──────── ИСХОДНЫЙ ТЕКСТ
В результате памятник снесен полностью. В ноябре 2019 года суд в Уфе признал собственника виновным в административном правонарушении и наказал его штрафом в 40 тысяч рублей. Собственник отнесся к суду и культурному наследию столь уважительно, что даже в заседание суда не явился, хотя решение о штрафе уже обжаловал.
Башкультнаследие, правда, еще надеется на более суровое возмездие и напоминает, что «по факту уничтожения выявленного объекта культурного наследия по заявлению Управления по государственной охране объектов культурного наследия Республики Башкортостан в УВД по г. Уфе решается вопрос о возбуждении уголовного дела по части 1 статьи 243 Уголовного кодекса Российской Федерации».
Отложенное возмездие
Словом, примеров такого рода — огромное количество. И все они подтверждают общее правило: фактическая безнаказанность разрушителей нашего культурного наследия автоматически рождает новые и новые разрушения и утраты. Искандер Халиков, кандидат юридических наук, посвятил специальную монографию статье 243.1 Уголовного кодекса России, введенной в действие в 2013 году. Ею, напомню, предусмотрена уголовная ответственность даже не за прямой снос памятников, а за «нарушение требований сохранения или использования объектов культурного наследия (памятников истории и культуры) народов Российской Федерации, включенных в Единый государственный реестр объектов культурного наследия (памятников истории и культуры) народов Российской Федерации либо выявленных объектов культурного наследия».
Так вот, согласно данным Искандера Халикова, с 2013 по 2017 г. органами предварительного расследования в России возбуждено только девять уголовных дел по признакам рассматриваемого состава преступления: три дела — в 2015 г., четыре — в 2016 г., два — в 2017 г.
────────────────
──────── ПРЕДСТАВЛЕННЫЕ ДАННЫЕ
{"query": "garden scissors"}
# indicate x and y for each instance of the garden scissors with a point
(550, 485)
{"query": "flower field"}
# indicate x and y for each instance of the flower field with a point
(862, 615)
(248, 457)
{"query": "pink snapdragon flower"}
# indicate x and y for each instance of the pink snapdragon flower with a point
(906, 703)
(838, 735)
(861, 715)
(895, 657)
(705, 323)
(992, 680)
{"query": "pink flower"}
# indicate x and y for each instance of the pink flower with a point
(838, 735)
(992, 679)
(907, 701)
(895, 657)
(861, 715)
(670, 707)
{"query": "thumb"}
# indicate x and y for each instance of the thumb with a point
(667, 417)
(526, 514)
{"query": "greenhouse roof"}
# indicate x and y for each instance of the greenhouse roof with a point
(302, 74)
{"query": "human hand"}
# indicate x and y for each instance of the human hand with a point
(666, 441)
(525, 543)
────────────────
──────── ПРЕДСТАВЛЕННЫЕ ДАННЫЕ
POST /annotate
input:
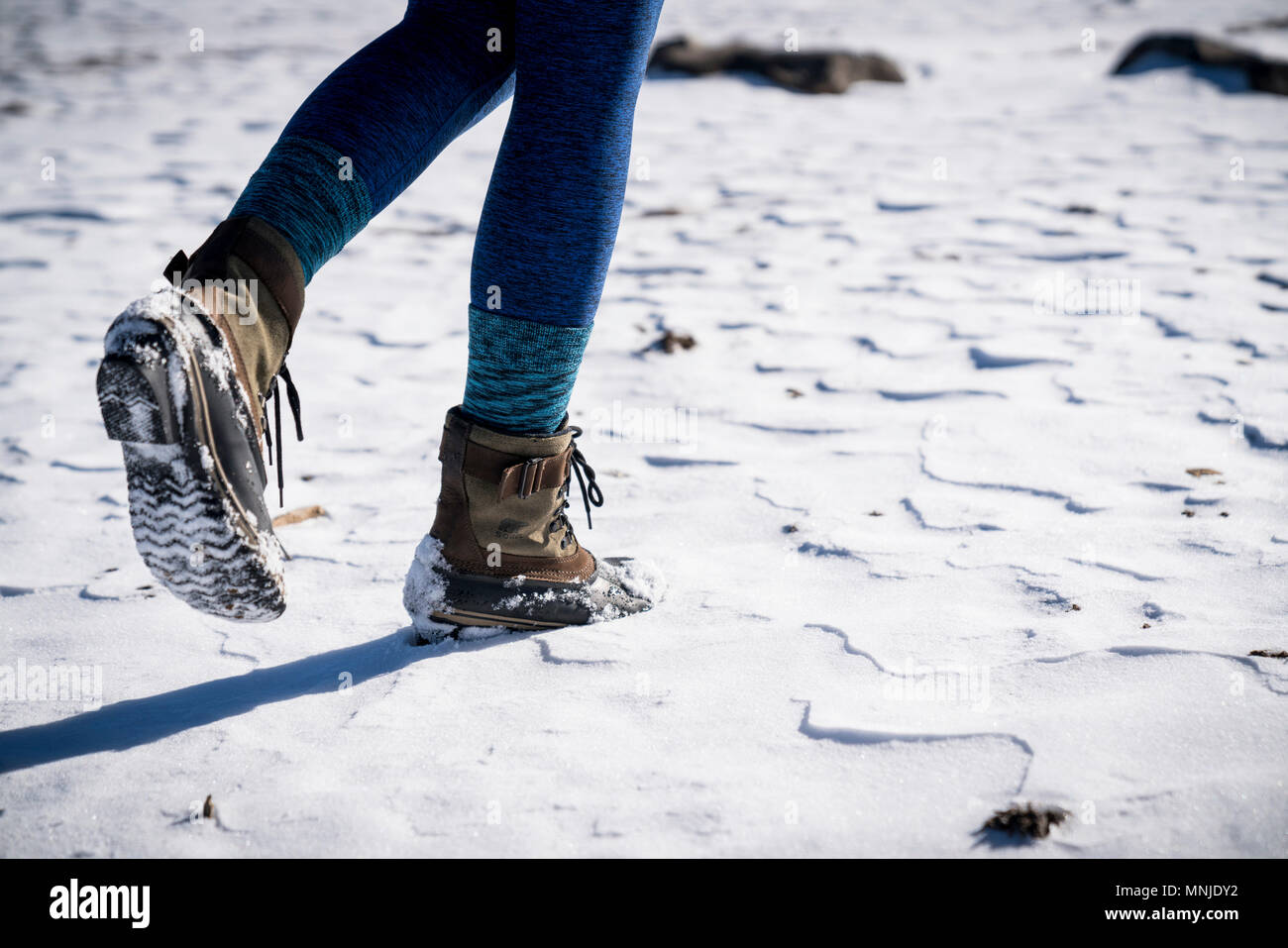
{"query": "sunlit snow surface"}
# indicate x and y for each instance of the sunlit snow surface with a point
────────────────
──────── ПРЕДСТАВЛЕННЫЕ ДАННЫЕ
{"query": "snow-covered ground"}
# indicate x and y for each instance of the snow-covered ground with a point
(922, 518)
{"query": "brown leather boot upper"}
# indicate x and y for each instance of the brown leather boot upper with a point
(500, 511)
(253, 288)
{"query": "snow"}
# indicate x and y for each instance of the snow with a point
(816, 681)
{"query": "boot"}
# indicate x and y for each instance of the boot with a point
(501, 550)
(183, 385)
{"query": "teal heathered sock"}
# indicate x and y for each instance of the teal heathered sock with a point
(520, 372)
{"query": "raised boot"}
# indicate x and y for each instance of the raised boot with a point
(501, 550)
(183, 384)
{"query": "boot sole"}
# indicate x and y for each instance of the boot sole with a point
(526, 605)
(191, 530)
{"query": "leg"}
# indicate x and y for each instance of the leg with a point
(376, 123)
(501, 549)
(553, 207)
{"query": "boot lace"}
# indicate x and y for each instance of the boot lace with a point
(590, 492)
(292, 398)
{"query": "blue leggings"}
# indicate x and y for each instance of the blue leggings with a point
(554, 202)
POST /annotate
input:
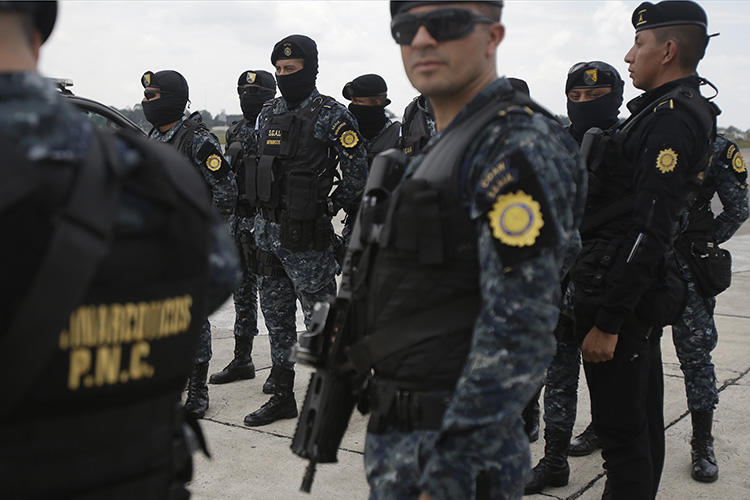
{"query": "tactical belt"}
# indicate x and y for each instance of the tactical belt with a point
────────────────
# ЗАДАЧА A
Какой штраф назначил собственнику суд в Уфе в ноябре 2019 года, согласно исходному тексту?
# ЗАДАЧА B
Изложите содержание исходного текста в двух предложениях.
Данные никак не связаны с текстом.

# ПИСЬМЕННЫЙ ОТВЕТ A
40 тысяч рублей.

# ПИСЬМЕННЫЙ ОТВЕТ B
Суд в Уфе оштрафовал собственника полностью снесенного памятника на 40 тысяч рублей, а Башкультнаследие надеется на возбуждение уголовного дела. По данным Искандера Халикова, с 2013 по 2017 год по статье 243.1 Уголовного кодекса России возбудили только девять уголовных дел, а фактическая безнаказанность разрушителей культурного наследия порождает новые разрушения и утраты.